Go through the records, and copy each line in which the string "above" is present.

(Excerpts from a dataset)

┌──

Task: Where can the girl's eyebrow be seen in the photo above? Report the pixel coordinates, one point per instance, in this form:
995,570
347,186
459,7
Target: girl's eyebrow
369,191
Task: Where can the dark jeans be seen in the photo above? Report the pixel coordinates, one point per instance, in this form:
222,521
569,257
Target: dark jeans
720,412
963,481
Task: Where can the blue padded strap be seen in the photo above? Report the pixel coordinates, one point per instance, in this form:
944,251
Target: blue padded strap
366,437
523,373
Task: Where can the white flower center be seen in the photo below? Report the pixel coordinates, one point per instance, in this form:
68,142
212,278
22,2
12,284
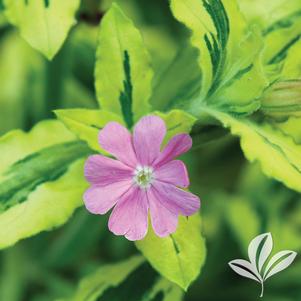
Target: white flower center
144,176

└──
┌──

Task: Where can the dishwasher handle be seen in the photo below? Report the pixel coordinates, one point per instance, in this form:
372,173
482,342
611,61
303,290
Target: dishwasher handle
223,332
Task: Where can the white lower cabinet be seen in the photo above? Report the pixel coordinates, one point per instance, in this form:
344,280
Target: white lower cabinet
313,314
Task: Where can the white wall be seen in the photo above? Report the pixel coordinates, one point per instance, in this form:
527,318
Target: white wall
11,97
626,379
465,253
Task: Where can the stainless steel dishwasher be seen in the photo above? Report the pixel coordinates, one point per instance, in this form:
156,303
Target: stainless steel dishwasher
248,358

└──

Response for this exercise:
Task: Where can the girl's eyebrow be seen in the photo above? Report the pixel coordinates, one point per instance, in this form:
Task: Where can the dark jeans be seen in the photo above? Report the pixel coordinates, one point per instance, in this form:
Task: Where can the blue padded strap be seen in the photo above? Report the pixel coordinates, one point per instance, in this form:
Task: Where can the white lower cabinet be seen in the photo above? Report the pixel coordinates, one point per instance, in this form:
Task: Where can the white wall be seen in the photo above? Report the pixel coordinates, one point per instance, in this form:
Task: Where can the stainless steel dishwasher be seen in the photo above? Report the pixel coordinates, one point per instance, in this form:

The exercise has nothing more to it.